Problem statement:
Please write out exactly the lines that begin at the line containing "of the castle" and run to the end of the records.

Input records:

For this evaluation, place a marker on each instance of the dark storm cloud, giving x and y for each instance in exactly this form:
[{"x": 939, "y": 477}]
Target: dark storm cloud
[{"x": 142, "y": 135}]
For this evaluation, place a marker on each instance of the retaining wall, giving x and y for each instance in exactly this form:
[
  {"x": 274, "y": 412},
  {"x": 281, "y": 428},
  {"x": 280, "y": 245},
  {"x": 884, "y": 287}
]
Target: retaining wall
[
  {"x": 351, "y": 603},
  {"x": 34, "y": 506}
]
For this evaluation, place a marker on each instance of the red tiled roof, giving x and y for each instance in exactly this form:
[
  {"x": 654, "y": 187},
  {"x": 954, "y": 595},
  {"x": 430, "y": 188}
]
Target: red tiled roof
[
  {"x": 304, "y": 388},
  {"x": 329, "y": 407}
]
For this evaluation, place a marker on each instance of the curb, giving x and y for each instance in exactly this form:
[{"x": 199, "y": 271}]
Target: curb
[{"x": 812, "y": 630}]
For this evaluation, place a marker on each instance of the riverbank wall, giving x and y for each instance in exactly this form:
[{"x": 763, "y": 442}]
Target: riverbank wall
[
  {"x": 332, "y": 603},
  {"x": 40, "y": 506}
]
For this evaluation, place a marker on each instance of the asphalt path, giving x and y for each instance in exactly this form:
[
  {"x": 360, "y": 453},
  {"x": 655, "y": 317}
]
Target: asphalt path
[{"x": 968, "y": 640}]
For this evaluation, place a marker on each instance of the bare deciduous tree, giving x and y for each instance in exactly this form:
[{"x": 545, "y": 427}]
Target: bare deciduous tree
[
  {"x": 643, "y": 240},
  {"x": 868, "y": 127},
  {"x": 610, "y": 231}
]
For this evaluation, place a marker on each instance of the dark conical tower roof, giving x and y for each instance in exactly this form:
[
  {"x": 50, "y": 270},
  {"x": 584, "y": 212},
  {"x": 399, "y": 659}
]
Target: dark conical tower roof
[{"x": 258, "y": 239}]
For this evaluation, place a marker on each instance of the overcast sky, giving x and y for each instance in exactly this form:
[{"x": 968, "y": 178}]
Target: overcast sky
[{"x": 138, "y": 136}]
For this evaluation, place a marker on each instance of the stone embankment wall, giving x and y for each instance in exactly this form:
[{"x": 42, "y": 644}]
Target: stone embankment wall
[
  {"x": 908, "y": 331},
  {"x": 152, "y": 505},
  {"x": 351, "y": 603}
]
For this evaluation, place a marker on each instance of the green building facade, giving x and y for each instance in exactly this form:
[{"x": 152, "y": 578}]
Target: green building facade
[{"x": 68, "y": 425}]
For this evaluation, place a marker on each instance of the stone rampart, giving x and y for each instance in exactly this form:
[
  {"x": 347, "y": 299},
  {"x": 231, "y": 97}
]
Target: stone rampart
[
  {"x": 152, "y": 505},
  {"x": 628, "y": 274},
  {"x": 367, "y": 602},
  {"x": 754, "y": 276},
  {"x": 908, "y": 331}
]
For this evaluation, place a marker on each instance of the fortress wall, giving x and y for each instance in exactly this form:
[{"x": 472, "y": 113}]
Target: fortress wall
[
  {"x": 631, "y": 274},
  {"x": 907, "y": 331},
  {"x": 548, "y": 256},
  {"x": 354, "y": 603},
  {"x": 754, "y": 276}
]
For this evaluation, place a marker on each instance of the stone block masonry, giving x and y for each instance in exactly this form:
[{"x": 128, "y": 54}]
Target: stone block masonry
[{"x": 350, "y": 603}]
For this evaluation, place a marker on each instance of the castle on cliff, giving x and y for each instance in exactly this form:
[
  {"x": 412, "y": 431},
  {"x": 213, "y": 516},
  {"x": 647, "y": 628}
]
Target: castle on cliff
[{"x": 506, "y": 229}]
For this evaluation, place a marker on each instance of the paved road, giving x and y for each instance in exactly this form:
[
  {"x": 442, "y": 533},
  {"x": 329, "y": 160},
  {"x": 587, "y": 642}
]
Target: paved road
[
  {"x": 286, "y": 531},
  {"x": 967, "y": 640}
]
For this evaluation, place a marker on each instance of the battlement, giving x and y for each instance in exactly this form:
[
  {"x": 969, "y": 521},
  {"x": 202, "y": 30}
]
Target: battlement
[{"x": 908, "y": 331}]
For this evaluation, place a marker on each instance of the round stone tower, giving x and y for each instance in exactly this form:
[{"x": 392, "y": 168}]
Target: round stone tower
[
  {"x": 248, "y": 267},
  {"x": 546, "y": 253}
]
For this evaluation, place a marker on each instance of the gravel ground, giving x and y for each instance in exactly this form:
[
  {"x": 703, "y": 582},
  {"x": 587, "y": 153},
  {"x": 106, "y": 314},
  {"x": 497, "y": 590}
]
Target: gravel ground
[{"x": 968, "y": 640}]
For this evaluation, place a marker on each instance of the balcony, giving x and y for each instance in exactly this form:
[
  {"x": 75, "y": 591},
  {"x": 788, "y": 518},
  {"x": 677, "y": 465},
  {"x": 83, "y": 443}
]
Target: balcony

Complete output:
For this evaluation, place a marker on each instance of the castle on cliff, giving x and y for each instance in exactly this form:
[
  {"x": 412, "y": 431},
  {"x": 213, "y": 516},
  {"x": 647, "y": 628}
]
Target: castle on cliff
[{"x": 506, "y": 229}]
For this evaluation, place a marker on each instance of the paved road, giving x and y for each instance in exactly this form:
[
  {"x": 442, "y": 533},
  {"x": 329, "y": 160},
  {"x": 587, "y": 642}
]
Target: paved road
[
  {"x": 286, "y": 531},
  {"x": 967, "y": 640}
]
For this evaluation, place a marker on each instance of the battlement, giving x and y for each instance in exactly this form:
[
  {"x": 969, "y": 521},
  {"x": 202, "y": 30}
]
Target: battlement
[{"x": 908, "y": 331}]
For this evaluation, place a marker on each instance of the round stone tower, giving x and y for each instance in exactly this form:
[{"x": 392, "y": 168}]
Target: round stone tower
[
  {"x": 248, "y": 267},
  {"x": 546, "y": 253}
]
For this evaluation, place a marker on each instance of the gravel ground, giving x and y for each instance in exactly this form:
[
  {"x": 703, "y": 582},
  {"x": 587, "y": 153},
  {"x": 106, "y": 314},
  {"x": 497, "y": 590}
]
Target: gravel ground
[{"x": 968, "y": 640}]
For this evaluation, place a marker on each instance of the balcony, giving x and y for each instance in exactly this form:
[
  {"x": 75, "y": 591},
  {"x": 788, "y": 518},
  {"x": 677, "y": 465},
  {"x": 83, "y": 443}
]
Target: balcony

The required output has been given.